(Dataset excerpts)
-- Opening Marker --

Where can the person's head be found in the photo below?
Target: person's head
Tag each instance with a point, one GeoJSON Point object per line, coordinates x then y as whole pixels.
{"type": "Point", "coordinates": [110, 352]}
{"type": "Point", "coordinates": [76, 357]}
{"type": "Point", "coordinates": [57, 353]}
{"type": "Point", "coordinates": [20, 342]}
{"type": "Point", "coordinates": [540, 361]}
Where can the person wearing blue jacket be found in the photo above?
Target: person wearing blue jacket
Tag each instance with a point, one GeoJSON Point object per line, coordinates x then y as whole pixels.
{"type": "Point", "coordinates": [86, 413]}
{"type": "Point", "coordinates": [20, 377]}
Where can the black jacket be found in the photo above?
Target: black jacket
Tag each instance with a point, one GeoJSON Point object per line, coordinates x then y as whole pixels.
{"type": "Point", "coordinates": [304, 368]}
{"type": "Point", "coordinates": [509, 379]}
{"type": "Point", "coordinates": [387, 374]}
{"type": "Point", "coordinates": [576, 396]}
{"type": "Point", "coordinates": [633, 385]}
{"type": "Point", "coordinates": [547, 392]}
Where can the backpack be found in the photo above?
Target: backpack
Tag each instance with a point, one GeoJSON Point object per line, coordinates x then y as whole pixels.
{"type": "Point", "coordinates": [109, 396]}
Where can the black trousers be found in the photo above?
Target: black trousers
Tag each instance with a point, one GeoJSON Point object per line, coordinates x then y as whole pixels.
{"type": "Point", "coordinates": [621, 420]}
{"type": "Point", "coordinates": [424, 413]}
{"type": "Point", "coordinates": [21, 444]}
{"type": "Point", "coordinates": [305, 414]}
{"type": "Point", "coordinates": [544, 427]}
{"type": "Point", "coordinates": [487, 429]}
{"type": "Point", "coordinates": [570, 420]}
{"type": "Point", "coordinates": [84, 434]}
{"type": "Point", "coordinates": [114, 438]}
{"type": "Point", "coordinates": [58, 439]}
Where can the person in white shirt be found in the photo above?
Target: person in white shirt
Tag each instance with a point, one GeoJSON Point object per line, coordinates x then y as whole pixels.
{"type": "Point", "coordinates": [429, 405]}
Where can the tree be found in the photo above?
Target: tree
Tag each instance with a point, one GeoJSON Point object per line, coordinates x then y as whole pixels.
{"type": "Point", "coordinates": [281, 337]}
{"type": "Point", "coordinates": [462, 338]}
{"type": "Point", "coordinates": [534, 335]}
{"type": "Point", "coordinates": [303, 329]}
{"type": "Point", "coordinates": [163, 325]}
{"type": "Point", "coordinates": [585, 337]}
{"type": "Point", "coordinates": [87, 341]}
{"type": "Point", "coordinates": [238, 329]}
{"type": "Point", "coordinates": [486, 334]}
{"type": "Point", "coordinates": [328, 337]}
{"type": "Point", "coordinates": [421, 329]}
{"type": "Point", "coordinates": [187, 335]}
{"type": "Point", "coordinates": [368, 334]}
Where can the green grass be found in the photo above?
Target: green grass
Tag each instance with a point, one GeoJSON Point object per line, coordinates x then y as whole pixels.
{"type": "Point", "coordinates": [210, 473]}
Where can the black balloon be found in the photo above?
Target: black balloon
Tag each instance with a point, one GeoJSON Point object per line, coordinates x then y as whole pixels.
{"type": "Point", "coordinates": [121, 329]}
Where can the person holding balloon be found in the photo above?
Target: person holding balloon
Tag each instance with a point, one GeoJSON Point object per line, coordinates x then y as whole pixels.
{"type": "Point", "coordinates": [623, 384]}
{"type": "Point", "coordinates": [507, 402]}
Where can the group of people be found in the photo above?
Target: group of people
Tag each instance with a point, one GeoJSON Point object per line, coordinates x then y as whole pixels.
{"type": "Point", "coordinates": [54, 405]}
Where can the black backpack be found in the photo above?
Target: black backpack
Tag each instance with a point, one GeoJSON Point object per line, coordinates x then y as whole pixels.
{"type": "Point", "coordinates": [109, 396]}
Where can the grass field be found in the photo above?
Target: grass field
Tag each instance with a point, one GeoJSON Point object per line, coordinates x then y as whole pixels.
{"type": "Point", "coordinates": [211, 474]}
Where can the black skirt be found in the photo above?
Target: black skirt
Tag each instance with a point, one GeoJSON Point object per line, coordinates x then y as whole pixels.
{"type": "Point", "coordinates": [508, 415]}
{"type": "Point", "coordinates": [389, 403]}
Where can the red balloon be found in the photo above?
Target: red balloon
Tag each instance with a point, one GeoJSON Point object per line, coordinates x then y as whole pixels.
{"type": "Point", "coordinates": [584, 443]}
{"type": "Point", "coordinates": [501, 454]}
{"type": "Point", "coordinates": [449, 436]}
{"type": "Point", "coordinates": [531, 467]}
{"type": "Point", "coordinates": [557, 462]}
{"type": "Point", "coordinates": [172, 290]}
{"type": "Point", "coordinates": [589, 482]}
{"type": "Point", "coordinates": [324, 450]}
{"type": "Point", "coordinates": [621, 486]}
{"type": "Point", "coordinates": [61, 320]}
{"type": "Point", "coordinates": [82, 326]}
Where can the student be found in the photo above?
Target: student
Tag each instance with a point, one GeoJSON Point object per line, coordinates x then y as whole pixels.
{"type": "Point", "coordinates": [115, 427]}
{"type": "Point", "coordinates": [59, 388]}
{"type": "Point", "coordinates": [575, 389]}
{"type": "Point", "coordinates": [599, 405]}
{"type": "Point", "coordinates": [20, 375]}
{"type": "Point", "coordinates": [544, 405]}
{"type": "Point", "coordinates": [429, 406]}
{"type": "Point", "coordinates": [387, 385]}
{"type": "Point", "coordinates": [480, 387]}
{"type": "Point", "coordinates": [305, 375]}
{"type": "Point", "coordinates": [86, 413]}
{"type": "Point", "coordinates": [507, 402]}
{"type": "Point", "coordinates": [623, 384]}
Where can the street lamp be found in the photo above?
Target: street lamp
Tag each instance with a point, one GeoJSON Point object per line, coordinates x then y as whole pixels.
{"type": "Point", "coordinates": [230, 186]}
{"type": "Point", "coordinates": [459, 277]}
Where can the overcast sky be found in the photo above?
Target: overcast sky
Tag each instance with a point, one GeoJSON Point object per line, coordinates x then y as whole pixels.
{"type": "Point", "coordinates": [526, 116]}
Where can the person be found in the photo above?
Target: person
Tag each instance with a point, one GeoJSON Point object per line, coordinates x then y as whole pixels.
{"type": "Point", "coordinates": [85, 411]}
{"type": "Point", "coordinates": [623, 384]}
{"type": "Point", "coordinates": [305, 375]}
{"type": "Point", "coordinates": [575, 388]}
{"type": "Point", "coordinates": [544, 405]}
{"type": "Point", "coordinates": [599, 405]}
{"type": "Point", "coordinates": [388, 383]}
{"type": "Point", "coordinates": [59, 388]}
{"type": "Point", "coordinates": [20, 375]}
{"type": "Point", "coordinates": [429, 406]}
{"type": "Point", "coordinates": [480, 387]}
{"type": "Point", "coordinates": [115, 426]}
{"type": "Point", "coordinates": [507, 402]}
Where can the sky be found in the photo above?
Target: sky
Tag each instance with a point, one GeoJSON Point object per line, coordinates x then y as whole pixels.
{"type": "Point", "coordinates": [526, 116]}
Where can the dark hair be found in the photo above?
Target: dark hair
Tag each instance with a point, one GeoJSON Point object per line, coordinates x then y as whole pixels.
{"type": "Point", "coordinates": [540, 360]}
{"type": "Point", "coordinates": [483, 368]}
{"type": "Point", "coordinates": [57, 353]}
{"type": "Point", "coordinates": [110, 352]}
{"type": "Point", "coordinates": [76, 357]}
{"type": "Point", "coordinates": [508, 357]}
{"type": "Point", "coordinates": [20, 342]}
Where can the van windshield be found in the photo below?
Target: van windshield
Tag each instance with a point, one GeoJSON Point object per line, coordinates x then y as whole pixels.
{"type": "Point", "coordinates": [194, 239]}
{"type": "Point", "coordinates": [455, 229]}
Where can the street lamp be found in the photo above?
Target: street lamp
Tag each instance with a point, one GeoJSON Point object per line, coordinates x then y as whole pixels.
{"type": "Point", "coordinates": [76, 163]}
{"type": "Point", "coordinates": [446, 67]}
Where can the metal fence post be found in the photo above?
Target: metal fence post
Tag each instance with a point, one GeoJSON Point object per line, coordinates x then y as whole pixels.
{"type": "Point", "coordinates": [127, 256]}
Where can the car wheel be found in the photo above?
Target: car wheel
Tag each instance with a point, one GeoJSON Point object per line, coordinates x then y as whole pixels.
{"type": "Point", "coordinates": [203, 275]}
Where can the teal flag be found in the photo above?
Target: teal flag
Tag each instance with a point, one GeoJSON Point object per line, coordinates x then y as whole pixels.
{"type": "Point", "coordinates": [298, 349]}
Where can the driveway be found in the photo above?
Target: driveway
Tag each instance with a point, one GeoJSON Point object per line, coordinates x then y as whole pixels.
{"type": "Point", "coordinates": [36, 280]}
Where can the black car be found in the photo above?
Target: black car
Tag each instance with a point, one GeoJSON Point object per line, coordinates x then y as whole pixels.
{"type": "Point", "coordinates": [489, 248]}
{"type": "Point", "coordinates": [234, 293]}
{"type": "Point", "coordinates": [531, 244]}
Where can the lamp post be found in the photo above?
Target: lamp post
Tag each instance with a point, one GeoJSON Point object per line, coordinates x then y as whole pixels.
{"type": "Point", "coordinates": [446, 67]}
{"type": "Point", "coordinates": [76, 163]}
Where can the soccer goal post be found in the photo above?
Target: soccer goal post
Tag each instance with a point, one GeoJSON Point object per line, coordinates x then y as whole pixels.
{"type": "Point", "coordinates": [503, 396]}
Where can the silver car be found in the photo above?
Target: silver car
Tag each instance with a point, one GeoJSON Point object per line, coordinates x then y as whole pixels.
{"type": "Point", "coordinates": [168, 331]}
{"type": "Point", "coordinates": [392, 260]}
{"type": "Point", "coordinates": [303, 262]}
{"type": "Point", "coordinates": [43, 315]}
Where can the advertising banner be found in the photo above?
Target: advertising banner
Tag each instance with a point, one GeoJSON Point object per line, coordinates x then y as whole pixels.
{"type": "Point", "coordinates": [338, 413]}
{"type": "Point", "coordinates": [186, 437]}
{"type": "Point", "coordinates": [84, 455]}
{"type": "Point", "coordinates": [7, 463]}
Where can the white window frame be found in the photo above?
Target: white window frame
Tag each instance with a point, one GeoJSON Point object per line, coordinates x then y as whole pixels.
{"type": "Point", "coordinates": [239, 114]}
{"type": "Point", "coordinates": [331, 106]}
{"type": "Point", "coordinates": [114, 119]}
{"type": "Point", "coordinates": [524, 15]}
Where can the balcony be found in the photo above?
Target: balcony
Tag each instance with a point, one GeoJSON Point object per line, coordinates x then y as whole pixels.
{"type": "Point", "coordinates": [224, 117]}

-- Closing Marker --

**TASK INSTRUCTIONS**
Look through the data above. Each line containing the word "skirt" needs to be copied.

**RESPONSE**
Where can the black skirt be found in the photo above?
Target: black skirt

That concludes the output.